*** Source passage ***
Chatbots were meh. Sure, they’ll get better. But the upcoming innovation in chat is about being more human, not less. With the proliferation of adequate speech recognition, AI assistants and wireless headphones, the tech is ready to unlock the potential of our most basic form of communication.
Soon, we’ll talk and listen to our messaging apps when it’s more convenient than typing or reading. The age of voice is about to arrive.
Why now?
When we’ve got our hands full. When we’re on the move. When we don’t want to fumble through menus. When we’re driving, or working, or just don’t want to dig our phones out of our pockets or purses, voice will be there.
Tech fortune-teller Mary Meeker thinks voice is coming, too, calling it the “most efficient form of computing input.” We can speak 150 words per minute compared to typing only 40, and voice interfaces can learn context about us to improve prediction of our intent. Instead of always browsing starting at the home screen, we can dive directly into the functions we want.
“As speech recognition accuracy goes from say 95% to 99%, all of us in the room will go from barely using it today to using it all the time,” says Baidu’s Chief Scientist Andrew Ng. Voice assistant and search usage are rapidly climbing as Amazon’s Alexa captures the imagination of consumers and developers.
*** End of Source passage ***
*** Data extracts ***
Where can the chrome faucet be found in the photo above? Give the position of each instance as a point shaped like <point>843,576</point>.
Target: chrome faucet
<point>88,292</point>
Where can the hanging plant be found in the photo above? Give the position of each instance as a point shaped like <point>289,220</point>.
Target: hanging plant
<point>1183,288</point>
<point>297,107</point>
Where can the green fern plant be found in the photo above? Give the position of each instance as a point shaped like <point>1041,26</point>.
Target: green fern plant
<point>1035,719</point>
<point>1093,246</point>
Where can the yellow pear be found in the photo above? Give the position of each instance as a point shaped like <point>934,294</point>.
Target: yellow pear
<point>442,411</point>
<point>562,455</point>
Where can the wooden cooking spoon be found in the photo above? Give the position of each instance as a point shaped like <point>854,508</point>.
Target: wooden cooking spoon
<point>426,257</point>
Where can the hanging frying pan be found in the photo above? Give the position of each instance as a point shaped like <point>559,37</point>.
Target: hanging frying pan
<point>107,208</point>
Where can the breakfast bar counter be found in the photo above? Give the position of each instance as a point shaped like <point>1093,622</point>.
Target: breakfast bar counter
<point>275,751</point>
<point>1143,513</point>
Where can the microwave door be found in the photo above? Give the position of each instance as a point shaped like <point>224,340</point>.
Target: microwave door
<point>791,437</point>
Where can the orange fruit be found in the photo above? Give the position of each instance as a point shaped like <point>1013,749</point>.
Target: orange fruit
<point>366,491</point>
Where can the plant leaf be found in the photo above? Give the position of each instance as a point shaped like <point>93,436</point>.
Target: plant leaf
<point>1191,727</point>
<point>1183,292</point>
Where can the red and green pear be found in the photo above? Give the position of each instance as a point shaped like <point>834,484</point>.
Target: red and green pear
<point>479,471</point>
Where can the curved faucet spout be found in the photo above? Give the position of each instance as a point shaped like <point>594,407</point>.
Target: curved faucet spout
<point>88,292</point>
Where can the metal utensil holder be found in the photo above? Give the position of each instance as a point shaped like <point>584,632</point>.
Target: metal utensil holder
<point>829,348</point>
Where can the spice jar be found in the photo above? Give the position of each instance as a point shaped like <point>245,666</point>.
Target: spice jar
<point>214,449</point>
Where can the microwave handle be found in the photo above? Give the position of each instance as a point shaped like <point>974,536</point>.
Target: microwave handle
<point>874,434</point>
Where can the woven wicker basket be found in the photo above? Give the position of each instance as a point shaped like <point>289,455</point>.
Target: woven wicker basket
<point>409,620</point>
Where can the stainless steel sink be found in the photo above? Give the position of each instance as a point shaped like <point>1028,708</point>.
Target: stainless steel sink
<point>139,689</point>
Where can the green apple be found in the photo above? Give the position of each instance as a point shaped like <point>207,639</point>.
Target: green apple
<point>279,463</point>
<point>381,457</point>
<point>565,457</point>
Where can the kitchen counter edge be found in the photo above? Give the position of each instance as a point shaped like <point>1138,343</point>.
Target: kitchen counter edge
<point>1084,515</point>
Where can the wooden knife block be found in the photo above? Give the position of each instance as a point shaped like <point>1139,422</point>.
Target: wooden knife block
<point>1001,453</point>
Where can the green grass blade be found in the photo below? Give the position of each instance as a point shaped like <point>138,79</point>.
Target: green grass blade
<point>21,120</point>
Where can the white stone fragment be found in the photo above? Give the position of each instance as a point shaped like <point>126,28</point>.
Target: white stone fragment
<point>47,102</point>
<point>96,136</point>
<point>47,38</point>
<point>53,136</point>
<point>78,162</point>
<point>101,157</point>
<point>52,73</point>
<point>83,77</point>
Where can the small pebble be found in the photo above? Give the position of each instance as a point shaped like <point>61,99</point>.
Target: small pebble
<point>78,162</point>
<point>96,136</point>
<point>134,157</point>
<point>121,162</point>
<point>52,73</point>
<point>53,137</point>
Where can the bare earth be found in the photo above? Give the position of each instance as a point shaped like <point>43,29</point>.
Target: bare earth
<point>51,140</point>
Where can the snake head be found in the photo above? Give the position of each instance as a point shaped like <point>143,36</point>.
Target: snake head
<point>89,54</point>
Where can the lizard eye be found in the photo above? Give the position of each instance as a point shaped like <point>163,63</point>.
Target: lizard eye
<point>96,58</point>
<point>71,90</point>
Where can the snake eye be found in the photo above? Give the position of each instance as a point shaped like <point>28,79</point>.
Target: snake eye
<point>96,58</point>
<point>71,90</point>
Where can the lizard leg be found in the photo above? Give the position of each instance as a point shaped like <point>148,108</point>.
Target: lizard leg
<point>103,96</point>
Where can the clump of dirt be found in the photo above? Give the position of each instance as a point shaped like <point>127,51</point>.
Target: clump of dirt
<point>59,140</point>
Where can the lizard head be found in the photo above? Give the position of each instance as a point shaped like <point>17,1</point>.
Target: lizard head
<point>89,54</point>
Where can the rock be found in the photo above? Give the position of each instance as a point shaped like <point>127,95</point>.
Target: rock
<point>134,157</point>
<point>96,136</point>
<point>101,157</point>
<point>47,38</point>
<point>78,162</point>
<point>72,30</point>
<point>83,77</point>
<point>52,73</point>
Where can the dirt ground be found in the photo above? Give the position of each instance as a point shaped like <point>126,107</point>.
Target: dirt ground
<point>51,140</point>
*** End of Data extracts ***
◆ Set of tasks
1. For the passage about voice, decide whether each statement agrees with it. Answer yes or no, and quote the deciding words of the passage. (a) People can speak 150 words per minute but type only 40. (b) Andrew Ng is identified as Amazon's Chief Scientist. (c) Chatbots are described as "meh."
2. Retype the part of the passage about voice that opens with the words containing "Tech fortune-teller Mary" and closes with "consumers and developers.".
None of these rows is needed for the work on the passage.

◆ Answer set
1.
(a) Yes: "We can speak 150 words per minute compared to typing only 40"
(b) No: "Baidu’s Chief Scientist Andrew Ng"
(c) Yes: "Chatbots were meh."

2.
Tech fortune-teller Mary Meeker thinks voice is coming, too, calling it the “most efficient form of computing input.” We can speak 150 words per minute compared to typing only 40, and voice interfaces can learn context about us to improve prediction of our intent. Instead of always browsing starting at the home screen, we can dive directly into the functions we want.
“As speech recognition accuracy goes from say 95% to 99%, all of us in the room will go from barely using it today to using it all the time,” says Baidu’s Chief Scientist Andrew Ng. Voice assistant and search usage are rapidly climbing as Amazon’s Alexa captures the imagination of consumers and developers.